■ **What to produce**: Please return each line in the entries below that contains the string "tuna". Case matters, so a line counts only if its letters match in uppercase and lowercase too.

* Begin *

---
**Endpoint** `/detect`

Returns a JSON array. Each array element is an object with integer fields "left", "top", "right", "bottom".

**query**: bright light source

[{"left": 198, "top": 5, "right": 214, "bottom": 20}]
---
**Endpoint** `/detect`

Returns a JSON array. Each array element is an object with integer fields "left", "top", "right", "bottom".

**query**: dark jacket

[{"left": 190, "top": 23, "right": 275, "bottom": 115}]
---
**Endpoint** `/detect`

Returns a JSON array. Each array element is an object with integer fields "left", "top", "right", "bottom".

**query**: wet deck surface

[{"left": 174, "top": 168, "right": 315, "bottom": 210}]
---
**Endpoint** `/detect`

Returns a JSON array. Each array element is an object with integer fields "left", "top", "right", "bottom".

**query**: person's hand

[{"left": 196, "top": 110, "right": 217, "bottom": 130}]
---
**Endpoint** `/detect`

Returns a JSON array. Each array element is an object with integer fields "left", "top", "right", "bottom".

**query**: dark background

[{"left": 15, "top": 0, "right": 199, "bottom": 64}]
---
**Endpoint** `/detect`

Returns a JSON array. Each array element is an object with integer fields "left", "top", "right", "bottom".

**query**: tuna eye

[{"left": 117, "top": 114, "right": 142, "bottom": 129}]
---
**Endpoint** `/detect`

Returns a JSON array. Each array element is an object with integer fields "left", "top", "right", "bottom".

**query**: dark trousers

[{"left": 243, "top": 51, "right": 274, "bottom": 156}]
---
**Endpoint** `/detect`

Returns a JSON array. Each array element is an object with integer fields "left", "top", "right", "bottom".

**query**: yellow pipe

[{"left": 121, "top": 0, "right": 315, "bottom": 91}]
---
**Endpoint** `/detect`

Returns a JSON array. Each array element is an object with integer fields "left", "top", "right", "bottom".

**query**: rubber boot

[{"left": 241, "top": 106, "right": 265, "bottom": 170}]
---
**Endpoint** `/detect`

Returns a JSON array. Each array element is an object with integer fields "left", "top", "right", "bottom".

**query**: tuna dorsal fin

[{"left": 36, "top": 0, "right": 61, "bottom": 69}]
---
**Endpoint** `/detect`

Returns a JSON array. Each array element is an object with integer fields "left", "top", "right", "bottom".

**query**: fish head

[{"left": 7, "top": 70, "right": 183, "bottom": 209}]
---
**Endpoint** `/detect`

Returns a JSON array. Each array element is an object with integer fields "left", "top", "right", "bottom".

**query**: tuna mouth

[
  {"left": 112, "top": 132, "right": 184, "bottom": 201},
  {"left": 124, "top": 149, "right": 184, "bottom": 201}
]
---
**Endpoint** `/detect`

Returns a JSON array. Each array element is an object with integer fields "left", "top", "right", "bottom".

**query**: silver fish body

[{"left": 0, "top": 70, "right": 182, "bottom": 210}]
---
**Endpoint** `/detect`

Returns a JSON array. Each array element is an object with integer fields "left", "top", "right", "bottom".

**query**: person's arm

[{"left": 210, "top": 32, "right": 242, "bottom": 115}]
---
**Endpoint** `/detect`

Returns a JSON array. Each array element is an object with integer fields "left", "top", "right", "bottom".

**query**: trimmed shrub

* End *

■ **Problem solution**:
**query**: tuna eye
**query**: tuna dorsal fin
**query**: tuna mouth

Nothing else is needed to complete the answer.